◆ The problem: Find every line in the material below that contains the word "tree", matching case exactly, and copy each of those lines.
== Provided records
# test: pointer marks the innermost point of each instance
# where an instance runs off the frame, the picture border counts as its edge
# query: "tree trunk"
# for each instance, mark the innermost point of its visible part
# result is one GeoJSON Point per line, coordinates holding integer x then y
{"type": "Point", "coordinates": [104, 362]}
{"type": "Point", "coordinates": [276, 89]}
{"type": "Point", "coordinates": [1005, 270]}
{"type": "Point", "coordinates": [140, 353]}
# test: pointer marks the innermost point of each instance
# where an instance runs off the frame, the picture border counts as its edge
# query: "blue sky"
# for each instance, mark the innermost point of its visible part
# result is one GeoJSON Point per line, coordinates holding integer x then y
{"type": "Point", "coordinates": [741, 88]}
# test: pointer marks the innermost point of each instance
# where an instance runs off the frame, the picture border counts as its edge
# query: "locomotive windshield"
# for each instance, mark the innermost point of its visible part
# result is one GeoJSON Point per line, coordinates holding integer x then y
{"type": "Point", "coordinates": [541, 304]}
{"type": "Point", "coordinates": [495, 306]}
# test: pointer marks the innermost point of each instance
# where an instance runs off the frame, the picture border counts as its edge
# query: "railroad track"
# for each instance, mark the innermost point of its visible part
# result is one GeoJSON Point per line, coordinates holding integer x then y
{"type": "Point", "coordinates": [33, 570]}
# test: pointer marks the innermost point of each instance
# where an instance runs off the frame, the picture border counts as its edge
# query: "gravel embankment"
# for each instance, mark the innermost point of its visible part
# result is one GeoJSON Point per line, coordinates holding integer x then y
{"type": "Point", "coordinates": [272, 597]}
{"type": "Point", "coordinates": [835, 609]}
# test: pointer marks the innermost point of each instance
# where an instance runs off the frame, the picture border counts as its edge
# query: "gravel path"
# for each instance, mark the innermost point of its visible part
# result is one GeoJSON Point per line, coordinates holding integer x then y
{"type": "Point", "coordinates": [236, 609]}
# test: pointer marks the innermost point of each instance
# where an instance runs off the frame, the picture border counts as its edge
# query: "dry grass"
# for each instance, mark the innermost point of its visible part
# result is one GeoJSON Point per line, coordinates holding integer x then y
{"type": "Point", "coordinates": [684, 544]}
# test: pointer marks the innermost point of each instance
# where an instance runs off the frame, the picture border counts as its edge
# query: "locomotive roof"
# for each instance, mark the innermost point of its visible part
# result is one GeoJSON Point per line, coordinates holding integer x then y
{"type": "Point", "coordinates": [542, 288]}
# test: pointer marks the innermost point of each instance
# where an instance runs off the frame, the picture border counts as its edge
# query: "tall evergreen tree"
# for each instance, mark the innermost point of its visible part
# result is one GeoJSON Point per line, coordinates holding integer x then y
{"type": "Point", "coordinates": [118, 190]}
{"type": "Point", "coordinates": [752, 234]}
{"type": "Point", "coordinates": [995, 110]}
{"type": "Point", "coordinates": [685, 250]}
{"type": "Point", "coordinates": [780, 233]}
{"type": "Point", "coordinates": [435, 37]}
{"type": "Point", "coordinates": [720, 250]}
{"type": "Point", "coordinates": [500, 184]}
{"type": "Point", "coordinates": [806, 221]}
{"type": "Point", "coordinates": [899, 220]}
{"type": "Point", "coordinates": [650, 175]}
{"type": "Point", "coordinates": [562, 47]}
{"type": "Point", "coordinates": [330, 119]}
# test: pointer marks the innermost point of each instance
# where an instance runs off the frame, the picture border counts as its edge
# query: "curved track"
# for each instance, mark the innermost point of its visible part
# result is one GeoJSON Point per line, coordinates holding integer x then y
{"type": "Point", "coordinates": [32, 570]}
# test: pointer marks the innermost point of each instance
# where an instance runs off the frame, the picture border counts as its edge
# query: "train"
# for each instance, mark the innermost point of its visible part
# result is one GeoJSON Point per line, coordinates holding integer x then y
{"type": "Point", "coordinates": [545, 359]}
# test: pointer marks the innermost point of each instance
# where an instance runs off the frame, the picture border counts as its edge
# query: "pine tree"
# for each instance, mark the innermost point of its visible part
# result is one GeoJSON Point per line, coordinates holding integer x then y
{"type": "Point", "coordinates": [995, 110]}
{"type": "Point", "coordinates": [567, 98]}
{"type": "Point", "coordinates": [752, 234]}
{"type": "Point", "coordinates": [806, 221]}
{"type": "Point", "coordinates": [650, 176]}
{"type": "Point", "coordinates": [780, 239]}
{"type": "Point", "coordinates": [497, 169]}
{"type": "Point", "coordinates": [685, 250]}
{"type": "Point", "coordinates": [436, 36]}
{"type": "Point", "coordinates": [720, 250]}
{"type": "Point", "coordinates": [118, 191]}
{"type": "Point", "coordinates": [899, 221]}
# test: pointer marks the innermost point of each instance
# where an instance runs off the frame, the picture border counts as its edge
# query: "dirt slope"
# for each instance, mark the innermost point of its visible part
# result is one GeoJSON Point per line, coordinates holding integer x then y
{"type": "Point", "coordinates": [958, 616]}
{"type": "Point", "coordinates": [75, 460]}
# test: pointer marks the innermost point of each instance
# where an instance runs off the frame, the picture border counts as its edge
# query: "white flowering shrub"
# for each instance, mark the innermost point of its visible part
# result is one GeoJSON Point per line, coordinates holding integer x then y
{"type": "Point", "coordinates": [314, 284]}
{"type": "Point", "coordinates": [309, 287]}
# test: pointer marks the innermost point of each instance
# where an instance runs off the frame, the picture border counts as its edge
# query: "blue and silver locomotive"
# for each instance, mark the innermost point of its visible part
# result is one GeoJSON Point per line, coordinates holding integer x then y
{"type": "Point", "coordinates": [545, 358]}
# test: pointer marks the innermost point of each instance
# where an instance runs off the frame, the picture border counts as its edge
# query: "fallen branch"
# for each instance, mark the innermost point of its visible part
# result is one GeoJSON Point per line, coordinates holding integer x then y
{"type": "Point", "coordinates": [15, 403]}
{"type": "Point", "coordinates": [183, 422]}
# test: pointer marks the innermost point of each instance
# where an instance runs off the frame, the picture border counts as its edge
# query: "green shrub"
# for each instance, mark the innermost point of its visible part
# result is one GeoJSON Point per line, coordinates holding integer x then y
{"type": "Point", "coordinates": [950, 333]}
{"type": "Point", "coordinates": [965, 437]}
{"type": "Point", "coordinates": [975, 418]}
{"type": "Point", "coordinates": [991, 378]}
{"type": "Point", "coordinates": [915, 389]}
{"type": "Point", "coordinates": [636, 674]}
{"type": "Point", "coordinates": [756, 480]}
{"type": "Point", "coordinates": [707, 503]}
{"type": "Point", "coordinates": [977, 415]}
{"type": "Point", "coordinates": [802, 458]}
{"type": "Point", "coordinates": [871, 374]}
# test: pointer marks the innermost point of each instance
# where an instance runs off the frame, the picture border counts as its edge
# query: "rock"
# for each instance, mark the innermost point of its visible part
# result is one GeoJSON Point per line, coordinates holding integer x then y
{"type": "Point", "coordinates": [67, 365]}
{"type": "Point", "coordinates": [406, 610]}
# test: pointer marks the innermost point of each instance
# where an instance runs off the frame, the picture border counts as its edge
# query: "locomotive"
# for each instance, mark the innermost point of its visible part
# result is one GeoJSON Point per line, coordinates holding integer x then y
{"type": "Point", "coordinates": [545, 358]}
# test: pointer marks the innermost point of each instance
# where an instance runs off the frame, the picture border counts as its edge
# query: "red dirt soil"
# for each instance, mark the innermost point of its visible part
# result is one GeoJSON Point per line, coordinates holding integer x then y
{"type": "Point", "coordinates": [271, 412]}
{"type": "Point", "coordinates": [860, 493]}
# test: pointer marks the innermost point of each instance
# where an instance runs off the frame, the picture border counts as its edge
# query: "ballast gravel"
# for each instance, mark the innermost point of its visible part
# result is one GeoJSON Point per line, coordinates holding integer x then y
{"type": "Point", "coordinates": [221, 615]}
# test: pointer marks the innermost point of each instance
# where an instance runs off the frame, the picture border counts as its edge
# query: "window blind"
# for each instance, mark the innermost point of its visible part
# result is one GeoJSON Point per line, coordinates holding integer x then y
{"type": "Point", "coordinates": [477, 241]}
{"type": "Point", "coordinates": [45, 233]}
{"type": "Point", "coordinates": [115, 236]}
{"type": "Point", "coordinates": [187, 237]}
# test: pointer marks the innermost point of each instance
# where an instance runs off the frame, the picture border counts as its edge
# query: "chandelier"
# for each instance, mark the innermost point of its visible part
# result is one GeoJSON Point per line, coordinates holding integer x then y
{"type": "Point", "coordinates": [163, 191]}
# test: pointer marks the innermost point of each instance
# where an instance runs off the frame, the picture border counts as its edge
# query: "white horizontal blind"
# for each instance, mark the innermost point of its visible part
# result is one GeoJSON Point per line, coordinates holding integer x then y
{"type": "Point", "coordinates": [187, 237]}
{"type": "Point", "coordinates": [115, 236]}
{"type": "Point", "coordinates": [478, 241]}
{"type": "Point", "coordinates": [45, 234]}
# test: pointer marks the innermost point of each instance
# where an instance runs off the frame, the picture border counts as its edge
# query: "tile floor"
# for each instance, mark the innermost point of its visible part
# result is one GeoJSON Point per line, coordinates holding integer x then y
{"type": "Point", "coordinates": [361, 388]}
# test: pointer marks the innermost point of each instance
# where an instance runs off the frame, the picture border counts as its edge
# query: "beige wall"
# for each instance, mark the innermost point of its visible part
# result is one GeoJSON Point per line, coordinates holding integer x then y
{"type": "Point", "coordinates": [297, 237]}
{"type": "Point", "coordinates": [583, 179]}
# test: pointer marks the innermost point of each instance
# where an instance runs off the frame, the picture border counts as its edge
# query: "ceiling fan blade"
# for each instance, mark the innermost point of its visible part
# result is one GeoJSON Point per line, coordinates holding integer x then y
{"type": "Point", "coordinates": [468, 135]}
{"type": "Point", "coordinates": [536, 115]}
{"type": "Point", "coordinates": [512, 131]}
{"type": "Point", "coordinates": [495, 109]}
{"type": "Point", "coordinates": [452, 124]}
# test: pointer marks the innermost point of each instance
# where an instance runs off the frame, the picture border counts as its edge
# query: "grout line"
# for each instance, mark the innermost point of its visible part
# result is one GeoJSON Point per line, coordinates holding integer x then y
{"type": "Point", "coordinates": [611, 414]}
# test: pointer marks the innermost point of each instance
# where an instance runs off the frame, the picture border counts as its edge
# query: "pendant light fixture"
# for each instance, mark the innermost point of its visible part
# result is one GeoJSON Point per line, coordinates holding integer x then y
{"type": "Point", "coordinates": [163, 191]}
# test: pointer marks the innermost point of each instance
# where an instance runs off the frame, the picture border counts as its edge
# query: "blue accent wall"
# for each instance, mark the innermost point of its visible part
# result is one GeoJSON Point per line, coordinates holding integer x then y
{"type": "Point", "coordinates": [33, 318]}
====
◆ Output for this task:
# query: "tree trunk"
# query: "tall evergreen tree"
# query: "pine tree"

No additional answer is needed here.